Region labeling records
= = = = = = =

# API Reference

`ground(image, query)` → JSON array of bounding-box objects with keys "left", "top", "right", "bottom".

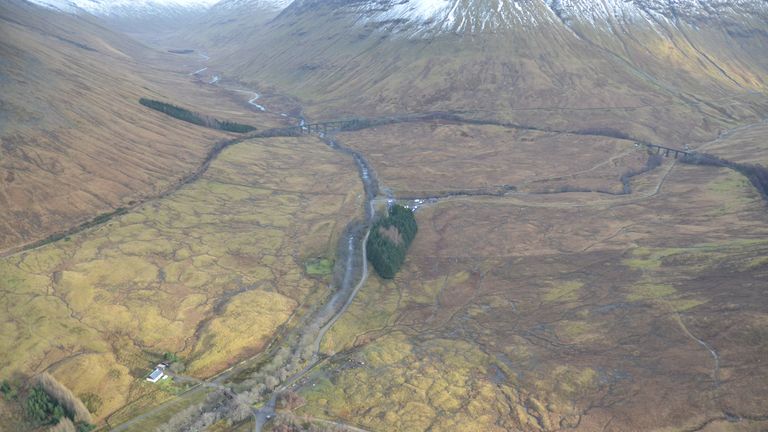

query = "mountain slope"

[
  {"left": 212, "top": 0, "right": 768, "bottom": 142},
  {"left": 0, "top": 0, "right": 232, "bottom": 250}
]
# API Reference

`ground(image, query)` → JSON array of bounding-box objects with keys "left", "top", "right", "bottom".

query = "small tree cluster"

[
  {"left": 37, "top": 372, "right": 92, "bottom": 423},
  {"left": 139, "top": 98, "right": 256, "bottom": 133},
  {"left": 366, "top": 205, "right": 418, "bottom": 279},
  {"left": 0, "top": 380, "right": 19, "bottom": 400},
  {"left": 681, "top": 153, "right": 768, "bottom": 200}
]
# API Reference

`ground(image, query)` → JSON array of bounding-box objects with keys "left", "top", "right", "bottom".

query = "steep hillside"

[
  {"left": 30, "top": 0, "right": 218, "bottom": 33},
  {"left": 215, "top": 0, "right": 768, "bottom": 143},
  {"left": 0, "top": 0, "right": 234, "bottom": 250}
]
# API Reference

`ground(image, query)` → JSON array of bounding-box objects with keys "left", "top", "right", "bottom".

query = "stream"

[{"left": 118, "top": 54, "right": 760, "bottom": 432}]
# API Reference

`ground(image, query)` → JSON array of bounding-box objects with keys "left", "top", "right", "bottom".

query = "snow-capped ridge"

[{"left": 29, "top": 0, "right": 219, "bottom": 16}]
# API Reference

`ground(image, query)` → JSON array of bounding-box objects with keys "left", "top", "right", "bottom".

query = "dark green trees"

[
  {"left": 139, "top": 98, "right": 256, "bottom": 133},
  {"left": 27, "top": 386, "right": 65, "bottom": 423},
  {"left": 366, "top": 205, "right": 418, "bottom": 279}
]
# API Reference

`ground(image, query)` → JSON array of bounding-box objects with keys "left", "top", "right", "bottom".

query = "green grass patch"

[{"left": 139, "top": 98, "right": 256, "bottom": 133}]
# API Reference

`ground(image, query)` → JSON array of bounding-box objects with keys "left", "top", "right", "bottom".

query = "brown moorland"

[
  {"left": 0, "top": 0, "right": 288, "bottom": 251},
  {"left": 0, "top": 138, "right": 361, "bottom": 424},
  {"left": 288, "top": 120, "right": 768, "bottom": 431}
]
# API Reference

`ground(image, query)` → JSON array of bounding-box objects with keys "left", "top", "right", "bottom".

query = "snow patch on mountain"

[
  {"left": 216, "top": 0, "right": 293, "bottom": 10},
  {"left": 342, "top": 0, "right": 768, "bottom": 37},
  {"left": 29, "top": 0, "right": 219, "bottom": 16}
]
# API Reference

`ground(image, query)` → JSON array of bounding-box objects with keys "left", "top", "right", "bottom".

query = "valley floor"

[{"left": 0, "top": 40, "right": 768, "bottom": 432}]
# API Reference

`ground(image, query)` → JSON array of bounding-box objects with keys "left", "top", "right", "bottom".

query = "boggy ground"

[
  {"left": 0, "top": 0, "right": 286, "bottom": 253},
  {"left": 339, "top": 122, "right": 647, "bottom": 197},
  {"left": 0, "top": 138, "right": 362, "bottom": 424},
  {"left": 290, "top": 123, "right": 768, "bottom": 431}
]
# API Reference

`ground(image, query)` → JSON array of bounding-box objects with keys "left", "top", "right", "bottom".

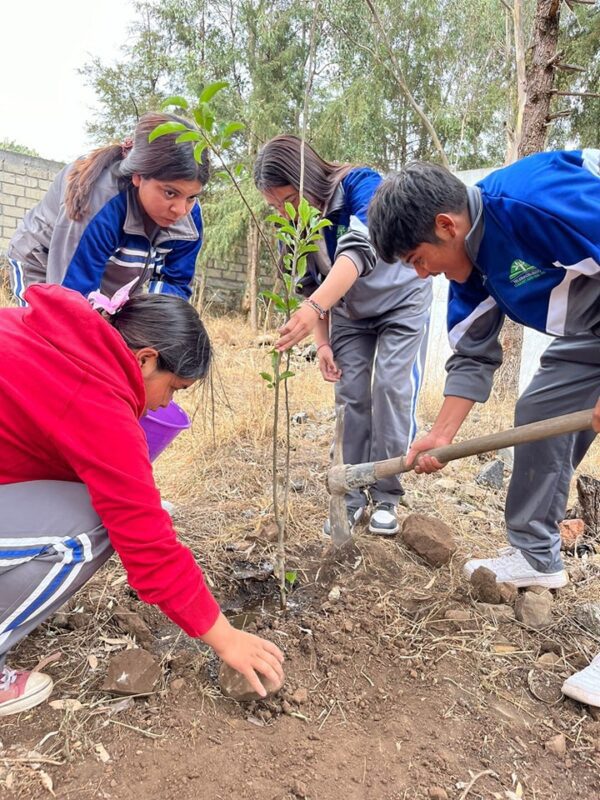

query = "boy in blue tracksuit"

[{"left": 369, "top": 149, "right": 600, "bottom": 705}]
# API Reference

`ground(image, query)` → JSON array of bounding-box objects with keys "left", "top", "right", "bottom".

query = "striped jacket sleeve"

[{"left": 444, "top": 270, "right": 504, "bottom": 403}]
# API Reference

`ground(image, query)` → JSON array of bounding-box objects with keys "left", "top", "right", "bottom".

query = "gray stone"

[
  {"left": 515, "top": 592, "right": 552, "bottom": 629},
  {"left": 102, "top": 650, "right": 161, "bottom": 695},
  {"left": 475, "top": 459, "right": 504, "bottom": 489},
  {"left": 401, "top": 514, "right": 456, "bottom": 567},
  {"left": 219, "top": 662, "right": 283, "bottom": 703},
  {"left": 575, "top": 603, "right": 600, "bottom": 636}
]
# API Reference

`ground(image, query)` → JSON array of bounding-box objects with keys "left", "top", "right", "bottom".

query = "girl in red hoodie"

[{"left": 0, "top": 285, "right": 283, "bottom": 716}]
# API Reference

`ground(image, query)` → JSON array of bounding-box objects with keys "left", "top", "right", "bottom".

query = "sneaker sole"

[
  {"left": 369, "top": 525, "right": 400, "bottom": 536},
  {"left": 0, "top": 678, "right": 54, "bottom": 717},
  {"left": 463, "top": 568, "right": 569, "bottom": 589},
  {"left": 561, "top": 682, "right": 600, "bottom": 708}
]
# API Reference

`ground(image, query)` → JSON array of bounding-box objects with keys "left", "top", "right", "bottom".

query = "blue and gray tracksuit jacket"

[
  {"left": 299, "top": 167, "right": 424, "bottom": 319},
  {"left": 8, "top": 165, "right": 202, "bottom": 301},
  {"left": 444, "top": 149, "right": 600, "bottom": 402}
]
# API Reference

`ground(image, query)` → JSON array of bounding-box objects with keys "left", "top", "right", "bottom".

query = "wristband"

[{"left": 303, "top": 297, "right": 327, "bottom": 319}]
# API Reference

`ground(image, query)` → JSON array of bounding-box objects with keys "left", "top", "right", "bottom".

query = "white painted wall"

[{"left": 424, "top": 169, "right": 552, "bottom": 396}]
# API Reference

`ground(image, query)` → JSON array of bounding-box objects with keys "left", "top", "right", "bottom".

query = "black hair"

[
  {"left": 107, "top": 294, "right": 212, "bottom": 380},
  {"left": 65, "top": 112, "right": 210, "bottom": 221},
  {"left": 369, "top": 161, "right": 467, "bottom": 264}
]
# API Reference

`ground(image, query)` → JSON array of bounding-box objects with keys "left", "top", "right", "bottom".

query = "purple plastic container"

[{"left": 140, "top": 400, "right": 192, "bottom": 461}]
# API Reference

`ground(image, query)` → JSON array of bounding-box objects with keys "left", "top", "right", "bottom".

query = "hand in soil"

[{"left": 202, "top": 614, "right": 284, "bottom": 697}]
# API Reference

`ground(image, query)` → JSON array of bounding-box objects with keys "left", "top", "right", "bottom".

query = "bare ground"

[{"left": 0, "top": 321, "right": 600, "bottom": 800}]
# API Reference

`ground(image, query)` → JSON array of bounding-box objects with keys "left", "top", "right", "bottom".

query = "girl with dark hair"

[
  {"left": 254, "top": 136, "right": 431, "bottom": 535},
  {"left": 0, "top": 286, "right": 283, "bottom": 716},
  {"left": 8, "top": 113, "right": 209, "bottom": 305}
]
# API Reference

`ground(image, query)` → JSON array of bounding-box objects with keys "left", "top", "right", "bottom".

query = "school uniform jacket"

[
  {"left": 8, "top": 164, "right": 202, "bottom": 300},
  {"left": 0, "top": 285, "right": 219, "bottom": 636},
  {"left": 300, "top": 167, "right": 431, "bottom": 319},
  {"left": 444, "top": 149, "right": 600, "bottom": 402}
]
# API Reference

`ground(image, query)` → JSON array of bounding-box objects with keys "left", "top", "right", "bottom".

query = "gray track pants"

[
  {"left": 0, "top": 481, "right": 113, "bottom": 669},
  {"left": 331, "top": 296, "right": 431, "bottom": 506},
  {"left": 506, "top": 335, "right": 600, "bottom": 572}
]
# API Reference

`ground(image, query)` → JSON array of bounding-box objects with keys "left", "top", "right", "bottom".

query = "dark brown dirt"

[{"left": 0, "top": 523, "right": 600, "bottom": 800}]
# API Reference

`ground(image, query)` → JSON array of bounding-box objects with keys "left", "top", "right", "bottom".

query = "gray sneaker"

[
  {"left": 369, "top": 503, "right": 400, "bottom": 536},
  {"left": 323, "top": 506, "right": 365, "bottom": 536}
]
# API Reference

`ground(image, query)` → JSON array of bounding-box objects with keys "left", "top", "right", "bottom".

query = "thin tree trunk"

[
  {"left": 246, "top": 220, "right": 260, "bottom": 332},
  {"left": 518, "top": 0, "right": 560, "bottom": 158}
]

= = = = = = =

What the task asks ▸ Locate every line in the records above that contains the word "mountain", and copy each of those lines. Uppercase and lowercase letters count as different.

Expected answer ▸
query = "mountain slope"
query = "snow patch on mountain"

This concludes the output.